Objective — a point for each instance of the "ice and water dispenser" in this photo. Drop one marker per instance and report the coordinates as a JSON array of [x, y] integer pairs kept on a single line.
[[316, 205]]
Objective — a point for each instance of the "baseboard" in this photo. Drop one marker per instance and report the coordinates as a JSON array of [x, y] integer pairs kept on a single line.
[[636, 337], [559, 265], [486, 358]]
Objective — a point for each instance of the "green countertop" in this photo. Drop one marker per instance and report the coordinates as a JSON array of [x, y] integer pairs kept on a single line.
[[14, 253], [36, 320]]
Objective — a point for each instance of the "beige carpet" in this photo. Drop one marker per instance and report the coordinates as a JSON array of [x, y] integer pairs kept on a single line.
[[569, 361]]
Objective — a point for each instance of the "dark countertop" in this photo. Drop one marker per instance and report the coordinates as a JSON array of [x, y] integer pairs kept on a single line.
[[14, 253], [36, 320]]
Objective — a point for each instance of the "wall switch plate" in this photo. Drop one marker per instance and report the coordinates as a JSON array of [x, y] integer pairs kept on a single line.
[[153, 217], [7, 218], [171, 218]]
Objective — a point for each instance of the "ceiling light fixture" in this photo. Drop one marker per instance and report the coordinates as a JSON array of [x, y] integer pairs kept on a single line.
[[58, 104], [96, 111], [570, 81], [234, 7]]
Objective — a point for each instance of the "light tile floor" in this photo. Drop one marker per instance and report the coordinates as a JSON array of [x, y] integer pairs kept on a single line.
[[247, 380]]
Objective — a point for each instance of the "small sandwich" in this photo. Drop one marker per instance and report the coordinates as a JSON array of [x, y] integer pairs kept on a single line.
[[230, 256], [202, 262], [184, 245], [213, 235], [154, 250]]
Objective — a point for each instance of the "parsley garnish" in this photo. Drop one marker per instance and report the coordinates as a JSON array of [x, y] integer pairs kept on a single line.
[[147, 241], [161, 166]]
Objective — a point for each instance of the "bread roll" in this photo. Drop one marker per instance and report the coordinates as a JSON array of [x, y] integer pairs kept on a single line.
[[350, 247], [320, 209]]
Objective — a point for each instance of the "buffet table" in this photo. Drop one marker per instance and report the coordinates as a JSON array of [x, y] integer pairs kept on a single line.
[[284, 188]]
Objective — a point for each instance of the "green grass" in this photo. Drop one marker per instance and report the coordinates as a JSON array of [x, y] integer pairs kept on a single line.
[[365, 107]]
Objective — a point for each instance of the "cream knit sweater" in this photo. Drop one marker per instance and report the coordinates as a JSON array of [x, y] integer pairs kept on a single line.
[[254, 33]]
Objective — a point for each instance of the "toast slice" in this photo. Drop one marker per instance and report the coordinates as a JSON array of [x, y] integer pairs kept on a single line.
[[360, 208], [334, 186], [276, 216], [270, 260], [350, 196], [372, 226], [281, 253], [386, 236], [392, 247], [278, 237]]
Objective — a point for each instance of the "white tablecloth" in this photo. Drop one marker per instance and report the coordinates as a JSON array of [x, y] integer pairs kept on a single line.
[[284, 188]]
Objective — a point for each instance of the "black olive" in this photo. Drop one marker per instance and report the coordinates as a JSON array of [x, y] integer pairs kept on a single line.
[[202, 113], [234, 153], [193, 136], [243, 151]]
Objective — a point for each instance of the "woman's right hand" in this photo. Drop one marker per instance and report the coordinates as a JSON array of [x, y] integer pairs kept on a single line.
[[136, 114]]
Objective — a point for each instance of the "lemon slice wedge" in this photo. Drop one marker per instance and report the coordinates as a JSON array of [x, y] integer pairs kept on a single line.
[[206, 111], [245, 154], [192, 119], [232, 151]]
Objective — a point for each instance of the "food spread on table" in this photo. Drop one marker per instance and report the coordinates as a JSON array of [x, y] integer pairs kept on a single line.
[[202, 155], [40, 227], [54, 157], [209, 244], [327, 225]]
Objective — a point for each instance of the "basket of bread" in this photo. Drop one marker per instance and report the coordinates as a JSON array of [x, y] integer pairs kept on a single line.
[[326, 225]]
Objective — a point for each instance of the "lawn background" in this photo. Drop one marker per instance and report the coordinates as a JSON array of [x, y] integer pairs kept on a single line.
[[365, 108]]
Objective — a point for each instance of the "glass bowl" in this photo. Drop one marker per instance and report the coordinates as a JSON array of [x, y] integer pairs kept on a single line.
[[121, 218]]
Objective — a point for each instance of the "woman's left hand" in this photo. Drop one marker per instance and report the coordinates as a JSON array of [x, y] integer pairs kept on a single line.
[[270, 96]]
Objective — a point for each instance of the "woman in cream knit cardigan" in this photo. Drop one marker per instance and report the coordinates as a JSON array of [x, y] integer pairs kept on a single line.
####################
*Written exercise:* Can you render all of the entries above as a numbered list, leaving out any blank lines?

*The output:*
1. Objective — a point for each instance of the "ice and water dispenser" in this photo. Drop one marker per instance and report the coordinates as a JSON array of [x, y] integer pairs kept on a single line.
2. [[316, 205]]
3. Objective — a point for each instance of the "baseboard" in this photo. Drop one marker per instance and report the coordinates as a JSON array of [x, y] integer pairs kept on a single line.
4. [[636, 337], [559, 265], [486, 358]]
5. Objective — a point for each instance of the "green countertop" in this photo. Drop one marker per instance and report the coordinates as a JSON array of [x, y] integer pairs kept on a single line.
6. [[14, 253], [36, 320]]
7. Objective — a point for each instance of the "beige carpet" in this photo. Drop one marker per instance and report the coordinates as a JSON array of [x, y] integer pairs kept on a single line.
8. [[569, 361]]
9. Objective — a point for each instance of the "dark countertop" in this photo. Drop one marker per instance and report the coordinates as a JSON array of [x, y] integer pairs kept on a single line.
10. [[14, 253], [36, 320]]
11. Objective — a point for each instance of the "wall switch plate" in this photo. Drop one marker per instance and report the coordinates as a JSON array of [x, y] integer pairs kept on a single line.
12. [[153, 217], [7, 218], [171, 218]]
13. Objective — a point for each instance of the "ceiling light fixture" in this photo. Drop one marker per instance and report the coordinates as a JSON array of [x, y] integer pairs kept on a single line.
14. [[58, 104], [96, 111], [570, 81], [234, 7]]
15. Objective — a point for each instance of the "light tile floor" in this photo. Drop one marker per instance and report the coordinates as a JSON array of [x, y] integer pairs kept on a single line.
16. [[247, 380]]
17. Objective — a point for each instance of the "small sandwich" in this photo. Drop one marker per instance and report the coordinates as a JSON array of [x, y] integer pairs kept on a single line.
18. [[230, 256], [202, 262], [184, 245], [213, 235], [154, 250]]
19. Objective — a point for each instance of the "parsley garnish" in this photo. Drop one marker per instance and report the coordinates as a JSON array of [x, y] integer pairs kept on a single line.
20. [[147, 241], [161, 166]]
21. Objective — a point for each instance of the "bread roll" in this photo. Drop one marker per instance and report the coordinates as a JSON array of [x, y] integer pairs kept on a single line.
22. [[350, 247], [320, 209]]
23. Objective — a point for each instance of the "buffet table" in this photo. Drop one marker per instance and report the coordinates as a JSON array of [x, y] integer pairs kept on a single line.
24. [[284, 188]]
25. Objective — a point for each instance of the "green grass" in this photo. Drop one marker per instance and report the coordinates as a JSON array of [x, y] integer pairs kept on a single line.
26. [[365, 107]]
27. Objective — a point for each instance of the "cream knit sweater" in this photo. Drop one marker per instance and report the coordinates as a JSON array of [x, y] integer pairs kept on a single line.
28. [[254, 33]]
29. Objective — a point for each instance of the "toast slice" in this photo. Drop one marker per instance and report the coordinates as a JSON array of [x, y] integer pairs kept on a single line.
30. [[360, 208], [334, 186], [276, 216], [270, 260], [350, 196], [372, 226], [281, 253], [386, 236], [392, 247], [278, 237]]
31. Objective — a point for each instance of the "white tablecloth" in this photo. Drop one marker per instance and report the coordinates as a JSON array of [x, y] integer pairs kept on a single line.
32. [[284, 188]]
33. Objective — a point for each instance of the "black olive" in this photo. Drop one marker per instance and report the coordinates as a JSON array of [x, y] integer pairs kept on a single line.
34. [[202, 113], [234, 153], [193, 136], [243, 151]]
35. Objective — a point for each instance of the "woman's right hand" in this photo. Drop one marker per instance and report the coordinates as a JSON array of [x, y] integer pairs kept on a single line.
36. [[136, 114]]
37. Objective — a point for each instance of the "lemon slice wedge" in this photo. Drop one marker per instance and report the coordinates as a JSON array of [x, y] integer pairs kept on a single line.
38. [[206, 111], [245, 154], [192, 119], [232, 151]]
39. Objective — a point for each instance of the "food spread on table" in this photo. Drop one marker per instance and report the coordinates as a JSON array of [x, y] integer pairs kept on a single line.
40. [[202, 155], [40, 227], [54, 157], [209, 244], [327, 225]]
41. Objective — a point for each instance of the "basket of bread" in this photo. Drop one marker per instance and report the coordinates as a JSON array of [x, y] integer pairs kept on a single line.
42. [[326, 225]]
43. Objective — a point for each instance of the "lawn background" in this photo. Drop one marker per instance and report the coordinates as a JSON array of [x, y] integer pairs kept on a single line.
44. [[365, 108]]
45. Objective — a point for each instance of the "glass bowl" in this photo. Drop one marker per instance and report the coordinates as a JSON array of [x, y] integer pairs kept on a single line.
46. [[121, 218]]
47. Objective — a point for each instance of the "woman's left hand" in this photo. Drop one marker per instance and report the coordinates as a JSON array of [x, y] integer pairs kept on a single line.
48. [[270, 96]]
49. Objective — a point for each instance of the "woman in cream knit cardigan" in this photo. Drop one marker per instance and report the coordinates as a JSON array of [x, y] integer pairs kept on a single line.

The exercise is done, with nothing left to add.